* **PROBLEM**: Reproduce the lines below verbatim, from the first line up to and including the line that contains "Return the outline".

-- START LISTING --

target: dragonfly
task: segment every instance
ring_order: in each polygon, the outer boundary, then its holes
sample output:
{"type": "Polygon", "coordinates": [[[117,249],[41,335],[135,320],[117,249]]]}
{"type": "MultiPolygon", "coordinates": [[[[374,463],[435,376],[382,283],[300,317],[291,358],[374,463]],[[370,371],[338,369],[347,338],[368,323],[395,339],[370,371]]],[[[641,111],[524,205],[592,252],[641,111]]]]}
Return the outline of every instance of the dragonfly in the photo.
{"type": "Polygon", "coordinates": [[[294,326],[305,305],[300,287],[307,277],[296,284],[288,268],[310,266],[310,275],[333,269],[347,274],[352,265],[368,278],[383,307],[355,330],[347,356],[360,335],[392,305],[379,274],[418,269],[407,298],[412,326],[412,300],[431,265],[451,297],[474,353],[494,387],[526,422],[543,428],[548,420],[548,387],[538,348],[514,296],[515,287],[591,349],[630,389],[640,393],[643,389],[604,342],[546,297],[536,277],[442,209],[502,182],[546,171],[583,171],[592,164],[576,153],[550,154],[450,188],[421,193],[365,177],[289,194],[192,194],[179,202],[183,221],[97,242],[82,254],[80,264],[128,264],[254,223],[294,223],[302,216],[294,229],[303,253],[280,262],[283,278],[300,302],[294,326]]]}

-- END LISTING --

* **RESULT**:
target: dragonfly
task: segment every instance
ring_order: in each polygon, the outer boundary, then its holes
sample output:
{"type": "Polygon", "coordinates": [[[117,249],[41,335],[135,320],[117,249]]]}
{"type": "MultiPolygon", "coordinates": [[[[374,463],[435,376],[382,283],[300,317],[291,358],[374,463]],[[370,371],[338,369],[347,338],[368,323],[395,339],[370,371]]],[[[641,111],[524,205],[592,252],[641,111]]]]}
Return the outline of every instance of the dragonfly in the photo.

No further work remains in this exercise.